> Problem to solve: Each line of the material holding the word "stone" must be identified and copied.

> Provided data:

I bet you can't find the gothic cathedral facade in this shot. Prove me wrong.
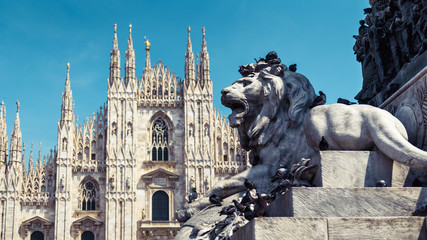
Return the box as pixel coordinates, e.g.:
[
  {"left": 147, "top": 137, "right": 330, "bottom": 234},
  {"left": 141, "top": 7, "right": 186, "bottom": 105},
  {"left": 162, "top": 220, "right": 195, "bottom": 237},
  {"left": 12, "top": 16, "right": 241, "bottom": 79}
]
[{"left": 0, "top": 24, "right": 248, "bottom": 240}]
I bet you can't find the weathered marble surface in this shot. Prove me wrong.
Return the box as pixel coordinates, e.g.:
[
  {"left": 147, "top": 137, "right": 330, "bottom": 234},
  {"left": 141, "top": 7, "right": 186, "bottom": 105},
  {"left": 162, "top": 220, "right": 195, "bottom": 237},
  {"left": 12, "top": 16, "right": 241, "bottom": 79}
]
[
  {"left": 313, "top": 151, "right": 411, "bottom": 187},
  {"left": 232, "top": 217, "right": 426, "bottom": 240},
  {"left": 231, "top": 217, "right": 328, "bottom": 240},
  {"left": 267, "top": 187, "right": 427, "bottom": 218}
]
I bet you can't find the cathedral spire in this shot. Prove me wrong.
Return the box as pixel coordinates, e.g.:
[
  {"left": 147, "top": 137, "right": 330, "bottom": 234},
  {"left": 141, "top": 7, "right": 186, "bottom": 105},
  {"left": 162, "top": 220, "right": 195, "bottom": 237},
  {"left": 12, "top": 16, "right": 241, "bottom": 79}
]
[
  {"left": 202, "top": 27, "right": 207, "bottom": 53},
  {"left": 0, "top": 101, "right": 7, "bottom": 165},
  {"left": 65, "top": 62, "right": 70, "bottom": 91},
  {"left": 61, "top": 62, "right": 74, "bottom": 125},
  {"left": 29, "top": 142, "right": 34, "bottom": 172},
  {"left": 125, "top": 24, "right": 136, "bottom": 86},
  {"left": 144, "top": 36, "right": 151, "bottom": 73},
  {"left": 109, "top": 23, "right": 121, "bottom": 87},
  {"left": 199, "top": 27, "right": 211, "bottom": 84},
  {"left": 9, "top": 101, "right": 22, "bottom": 163},
  {"left": 185, "top": 26, "right": 195, "bottom": 85}
]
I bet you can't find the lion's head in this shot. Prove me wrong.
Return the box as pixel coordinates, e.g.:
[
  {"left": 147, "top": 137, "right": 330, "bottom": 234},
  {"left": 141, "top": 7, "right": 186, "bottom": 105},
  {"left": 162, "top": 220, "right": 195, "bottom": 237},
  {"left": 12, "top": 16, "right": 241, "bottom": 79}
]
[{"left": 221, "top": 52, "right": 316, "bottom": 156}]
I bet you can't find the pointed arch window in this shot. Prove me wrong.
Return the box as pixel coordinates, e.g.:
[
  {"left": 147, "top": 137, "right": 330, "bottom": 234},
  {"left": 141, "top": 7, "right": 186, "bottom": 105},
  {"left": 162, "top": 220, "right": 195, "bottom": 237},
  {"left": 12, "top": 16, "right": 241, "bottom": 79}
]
[
  {"left": 80, "top": 180, "right": 97, "bottom": 211},
  {"left": 151, "top": 119, "right": 169, "bottom": 161}
]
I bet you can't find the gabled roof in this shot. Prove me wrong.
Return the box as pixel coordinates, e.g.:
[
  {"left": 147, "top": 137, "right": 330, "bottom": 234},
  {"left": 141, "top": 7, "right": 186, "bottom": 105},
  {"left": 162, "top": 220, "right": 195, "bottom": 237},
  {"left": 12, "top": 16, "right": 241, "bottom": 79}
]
[
  {"left": 72, "top": 216, "right": 103, "bottom": 226},
  {"left": 22, "top": 216, "right": 53, "bottom": 226},
  {"left": 141, "top": 168, "right": 179, "bottom": 179}
]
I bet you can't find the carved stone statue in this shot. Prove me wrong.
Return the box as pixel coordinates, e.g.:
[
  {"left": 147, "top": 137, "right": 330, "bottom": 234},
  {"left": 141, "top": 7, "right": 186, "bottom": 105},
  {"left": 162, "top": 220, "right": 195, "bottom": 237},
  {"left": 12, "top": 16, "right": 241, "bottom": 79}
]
[{"left": 176, "top": 52, "right": 427, "bottom": 229}]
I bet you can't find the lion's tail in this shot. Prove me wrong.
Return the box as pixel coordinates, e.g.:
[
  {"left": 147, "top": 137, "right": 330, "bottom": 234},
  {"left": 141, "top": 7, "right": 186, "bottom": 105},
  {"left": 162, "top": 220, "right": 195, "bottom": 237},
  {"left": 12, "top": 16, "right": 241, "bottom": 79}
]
[{"left": 372, "top": 117, "right": 427, "bottom": 171}]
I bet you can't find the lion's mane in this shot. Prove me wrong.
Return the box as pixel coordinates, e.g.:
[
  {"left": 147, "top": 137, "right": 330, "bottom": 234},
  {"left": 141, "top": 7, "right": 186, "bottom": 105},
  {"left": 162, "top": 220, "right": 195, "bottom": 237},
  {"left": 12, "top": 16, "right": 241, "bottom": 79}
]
[{"left": 230, "top": 62, "right": 317, "bottom": 167}]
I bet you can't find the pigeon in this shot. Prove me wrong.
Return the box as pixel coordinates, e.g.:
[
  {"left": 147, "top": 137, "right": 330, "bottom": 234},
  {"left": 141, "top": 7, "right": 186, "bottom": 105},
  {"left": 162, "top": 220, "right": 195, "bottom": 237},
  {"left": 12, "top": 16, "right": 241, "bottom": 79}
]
[
  {"left": 209, "top": 194, "right": 223, "bottom": 206},
  {"left": 261, "top": 193, "right": 276, "bottom": 204},
  {"left": 319, "top": 136, "right": 329, "bottom": 151},
  {"left": 337, "top": 98, "right": 356, "bottom": 105},
  {"left": 271, "top": 179, "right": 292, "bottom": 195},
  {"left": 265, "top": 51, "right": 281, "bottom": 64},
  {"left": 376, "top": 180, "right": 387, "bottom": 187},
  {"left": 244, "top": 179, "right": 257, "bottom": 190},
  {"left": 289, "top": 64, "right": 297, "bottom": 72},
  {"left": 240, "top": 189, "right": 257, "bottom": 206},
  {"left": 232, "top": 199, "right": 247, "bottom": 213},
  {"left": 188, "top": 187, "right": 198, "bottom": 203},
  {"left": 216, "top": 216, "right": 234, "bottom": 226},
  {"left": 271, "top": 167, "right": 290, "bottom": 182},
  {"left": 253, "top": 193, "right": 268, "bottom": 217},
  {"left": 309, "top": 91, "right": 326, "bottom": 108},
  {"left": 244, "top": 205, "right": 256, "bottom": 221},
  {"left": 219, "top": 205, "right": 236, "bottom": 216}
]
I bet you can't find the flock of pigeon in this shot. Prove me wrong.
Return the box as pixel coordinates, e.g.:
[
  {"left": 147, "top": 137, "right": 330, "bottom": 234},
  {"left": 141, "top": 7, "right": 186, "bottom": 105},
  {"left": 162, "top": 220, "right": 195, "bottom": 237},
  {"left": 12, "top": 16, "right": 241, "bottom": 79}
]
[{"left": 186, "top": 165, "right": 295, "bottom": 225}]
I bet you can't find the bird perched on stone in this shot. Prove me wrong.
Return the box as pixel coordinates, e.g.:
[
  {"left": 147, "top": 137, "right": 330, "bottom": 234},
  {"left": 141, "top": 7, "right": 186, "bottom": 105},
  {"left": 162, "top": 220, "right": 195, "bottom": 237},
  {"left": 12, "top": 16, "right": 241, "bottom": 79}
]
[
  {"left": 253, "top": 193, "right": 270, "bottom": 217},
  {"left": 215, "top": 216, "right": 234, "bottom": 227},
  {"left": 209, "top": 194, "right": 223, "bottom": 206},
  {"left": 289, "top": 64, "right": 297, "bottom": 72},
  {"left": 244, "top": 179, "right": 256, "bottom": 190},
  {"left": 265, "top": 51, "right": 281, "bottom": 64},
  {"left": 261, "top": 193, "right": 276, "bottom": 204},
  {"left": 337, "top": 98, "right": 356, "bottom": 105},
  {"left": 271, "top": 179, "right": 292, "bottom": 195},
  {"left": 232, "top": 199, "right": 246, "bottom": 213},
  {"left": 271, "top": 167, "right": 290, "bottom": 182},
  {"left": 319, "top": 136, "right": 329, "bottom": 151},
  {"left": 244, "top": 205, "right": 256, "bottom": 221},
  {"left": 240, "top": 189, "right": 257, "bottom": 206},
  {"left": 188, "top": 188, "right": 198, "bottom": 203},
  {"left": 219, "top": 205, "right": 236, "bottom": 216},
  {"left": 376, "top": 180, "right": 387, "bottom": 187},
  {"left": 309, "top": 91, "right": 326, "bottom": 108}
]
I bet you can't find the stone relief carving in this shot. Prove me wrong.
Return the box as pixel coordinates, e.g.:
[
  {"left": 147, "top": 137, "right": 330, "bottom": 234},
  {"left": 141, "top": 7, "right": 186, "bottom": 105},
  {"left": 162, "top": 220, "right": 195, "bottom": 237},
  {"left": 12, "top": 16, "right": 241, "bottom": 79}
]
[{"left": 353, "top": 0, "right": 427, "bottom": 103}]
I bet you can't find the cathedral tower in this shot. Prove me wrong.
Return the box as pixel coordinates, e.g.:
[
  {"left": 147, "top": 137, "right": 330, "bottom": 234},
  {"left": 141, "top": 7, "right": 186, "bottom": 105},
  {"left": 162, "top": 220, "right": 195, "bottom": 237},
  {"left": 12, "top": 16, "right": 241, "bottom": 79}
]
[
  {"left": 183, "top": 27, "right": 215, "bottom": 196},
  {"left": 4, "top": 101, "right": 24, "bottom": 239},
  {"left": 105, "top": 24, "right": 137, "bottom": 240}
]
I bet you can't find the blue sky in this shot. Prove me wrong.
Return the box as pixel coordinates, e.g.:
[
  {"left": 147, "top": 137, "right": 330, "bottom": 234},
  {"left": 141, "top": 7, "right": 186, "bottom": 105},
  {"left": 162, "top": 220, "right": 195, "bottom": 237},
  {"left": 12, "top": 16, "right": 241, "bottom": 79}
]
[{"left": 0, "top": 0, "right": 369, "bottom": 165}]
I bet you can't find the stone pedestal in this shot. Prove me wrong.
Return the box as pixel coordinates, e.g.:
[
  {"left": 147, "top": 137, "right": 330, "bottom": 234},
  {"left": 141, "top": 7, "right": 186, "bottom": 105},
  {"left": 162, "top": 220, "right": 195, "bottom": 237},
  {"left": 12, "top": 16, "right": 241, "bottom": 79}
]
[
  {"left": 232, "top": 150, "right": 427, "bottom": 239},
  {"left": 266, "top": 187, "right": 427, "bottom": 218},
  {"left": 313, "top": 151, "right": 411, "bottom": 187},
  {"left": 231, "top": 217, "right": 427, "bottom": 240}
]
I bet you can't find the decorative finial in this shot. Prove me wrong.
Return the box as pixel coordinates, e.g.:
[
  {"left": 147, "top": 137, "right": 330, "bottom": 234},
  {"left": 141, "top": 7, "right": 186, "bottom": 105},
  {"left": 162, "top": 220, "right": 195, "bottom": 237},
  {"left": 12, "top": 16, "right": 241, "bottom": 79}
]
[
  {"left": 67, "top": 62, "right": 70, "bottom": 74},
  {"left": 144, "top": 36, "right": 151, "bottom": 50},
  {"left": 188, "top": 26, "right": 191, "bottom": 33},
  {"left": 114, "top": 23, "right": 117, "bottom": 34},
  {"left": 202, "top": 27, "right": 205, "bottom": 37},
  {"left": 129, "top": 24, "right": 132, "bottom": 34},
  {"left": 16, "top": 100, "right": 20, "bottom": 113}
]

> Answer for this exercise:
I bet you can't find the carved stone statue in this shot. Prove me wrong.
I bet you can't find the bird perched on stone in this shot. Prove me wrong.
I bet you can't find the stone relief carving in this shot. Prove me wrong.
I bet you can't find the stone pedestal in this shot. Prove me wrong.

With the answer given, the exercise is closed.